◆ Task requirements:
Reproduce the full article on stalkers word for word.

◆ Reading passage:
━━━━━━━━━━━━━━━━━━━━━━━━━━━━━━
SHARE
Crafting a Stalker

by Darren Braun

One in 12 women, and one in 45 men, will be victims of stalking in their lifetime, according to the National Center for Victims of Crime. But for such a common crime, stalkers aren’t common criminals. More often than not, they are–or once were–lovers, spouses or friends of their victims.

But no one knows, exactly, why seemingly ordinary people become stalkers. A major study on the subject, published in the American Journal of Psychiatry in 1999, considered the psychological profiles of 145 convicted stalkers and found few similarities among them. A quarter of them had substance-abuse problems, barely higher than that seen in the general population. Fourteen were schizophrenic, two were depressed, and five had been diagnosed with “morbid jealousy.”

Lead author Paul Mullen emphasized that stalking is not a mental disorder, but rather a behavior that a mental disorder can exacerbate. While stalking involves obsessive behavior, few stalkers have a true obsessional disorder. Mullen classified stalkers into five groups, based on their behaviors rather than psychological profiles: rejected stalkers (who want reconciliation or revenge), intimacy seekers (who believe they are in love with their victims), incompetent suitors (who lack social skills), resentful stalkers (who believe they have been wronged), and predatory stalkers (who are preparing to assault their victims). Research has provided “only the beginnings of answers to who stalks, why they stalk and, most important, how to stop them,” Mullen concluded.

One thing we do know, says Irene Hanson Frieze, a psychologist at the University of Pittsburgh, is that many of the behaviors associated with stalking are quite ordinary–under ordinary circumstances. “We’re talking about things like sending letters, sending gifts, doing unrequested favors,” she explains. “These are normal courtship behaviors.” When these behaviors cause fear, they are defined, in legal and psychological parlance, as stalking. But, she says, “it’s a very fine line.”
━━━━━━━━━━━━━━━━━━━━━━━━━━━━━━
[Data records]
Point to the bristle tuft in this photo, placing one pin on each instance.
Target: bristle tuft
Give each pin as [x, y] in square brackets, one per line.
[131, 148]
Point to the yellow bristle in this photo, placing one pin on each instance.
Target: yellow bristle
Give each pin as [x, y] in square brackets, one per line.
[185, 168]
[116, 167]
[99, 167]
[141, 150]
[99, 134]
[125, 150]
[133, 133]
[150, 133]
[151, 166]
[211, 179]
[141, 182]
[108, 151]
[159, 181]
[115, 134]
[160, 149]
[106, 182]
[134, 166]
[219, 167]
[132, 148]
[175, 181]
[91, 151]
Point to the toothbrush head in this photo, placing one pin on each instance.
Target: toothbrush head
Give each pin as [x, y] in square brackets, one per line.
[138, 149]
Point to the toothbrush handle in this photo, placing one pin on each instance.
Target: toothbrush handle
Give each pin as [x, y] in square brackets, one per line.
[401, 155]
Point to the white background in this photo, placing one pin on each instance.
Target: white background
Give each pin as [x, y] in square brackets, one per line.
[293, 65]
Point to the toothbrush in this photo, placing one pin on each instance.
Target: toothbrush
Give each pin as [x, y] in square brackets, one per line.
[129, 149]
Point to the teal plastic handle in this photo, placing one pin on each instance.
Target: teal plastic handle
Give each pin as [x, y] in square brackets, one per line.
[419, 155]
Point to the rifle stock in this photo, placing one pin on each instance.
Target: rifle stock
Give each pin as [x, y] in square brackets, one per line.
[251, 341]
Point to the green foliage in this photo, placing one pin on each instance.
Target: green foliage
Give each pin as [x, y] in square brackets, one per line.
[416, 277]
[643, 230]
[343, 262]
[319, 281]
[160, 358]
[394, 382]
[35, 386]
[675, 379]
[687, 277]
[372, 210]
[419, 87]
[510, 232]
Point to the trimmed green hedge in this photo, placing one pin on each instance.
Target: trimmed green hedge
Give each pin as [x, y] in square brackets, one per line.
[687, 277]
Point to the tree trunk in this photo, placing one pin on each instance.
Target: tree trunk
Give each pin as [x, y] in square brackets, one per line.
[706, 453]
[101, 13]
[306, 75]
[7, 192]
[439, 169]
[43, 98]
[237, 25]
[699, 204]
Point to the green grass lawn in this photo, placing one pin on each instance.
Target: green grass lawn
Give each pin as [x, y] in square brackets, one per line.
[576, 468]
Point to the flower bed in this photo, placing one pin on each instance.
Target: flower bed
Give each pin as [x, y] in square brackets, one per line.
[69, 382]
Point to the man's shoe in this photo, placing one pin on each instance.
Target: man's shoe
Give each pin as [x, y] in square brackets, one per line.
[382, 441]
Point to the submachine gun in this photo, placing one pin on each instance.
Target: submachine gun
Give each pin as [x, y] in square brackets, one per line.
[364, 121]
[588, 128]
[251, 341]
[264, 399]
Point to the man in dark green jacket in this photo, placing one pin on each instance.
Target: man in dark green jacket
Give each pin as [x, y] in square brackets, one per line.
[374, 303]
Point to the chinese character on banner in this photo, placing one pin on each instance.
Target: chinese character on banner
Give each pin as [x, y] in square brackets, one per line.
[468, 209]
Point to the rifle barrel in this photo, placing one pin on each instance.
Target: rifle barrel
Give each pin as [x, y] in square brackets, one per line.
━━━━━━━━━━━━━━━━━━━━━━━━━━━━━━
◆ Finished task:
SHARE
Crafting a Stalker

by Darren Braun

One in 12 women, and one in 45 men, will be victims of stalking in their lifetime, according to the National Center for Victims of Crime. But for such a common crime, stalkers aren’t common criminals. More often than not, they are–or once were–lovers, spouses or friends of their victims.

But no one knows, exactly, why seemingly ordinary people become stalkers. A major study on the subject, published in the American Journal of Psychiatry in 1999, considered the psychological profiles of 145 convicted stalkers and found few similarities among them. A quarter of them had substance-abuse problems, barely higher than that seen in the general population. Fourteen were schizophrenic, two were depressed, and five had been diagnosed with “morbid jealousy.”

Lead author Paul Mullen emphasized that stalking is not a mental disorder, but rather a behavior that a mental disorder can exacerbate. While stalking involves obsessive behavior, few stalkers have a true obsessional disorder. Mullen classified stalkers into five groups, based on their behaviors rather than psychological profiles: rejected stalkers (who want reconciliation or revenge), intimacy seekers (who believe they are in love with their victims), incompetent suitors (who lack social skills), resentful stalkers (who believe they have been wronged), and predatory stalkers (who are preparing to assault their victims). Research has provided “only the beginnings of answers to who stalks, why they stalk and, most important, how to stop them,” Mullen concluded.

One thing we do know, says Irene Hanson Frieze, a psychologist at the University of Pittsburgh, is that many of the behaviors associated with stalking are quite ordinary–under ordinary circumstances. “We’re talking about things like sending letters, sending gifts, doing unrequested favors,” she explains. “These are normal courtship behaviors.” When these behaviors cause fear, they are defined, in legal and psychological parlance, as stalking. But, she says, “it’s a very fine line.”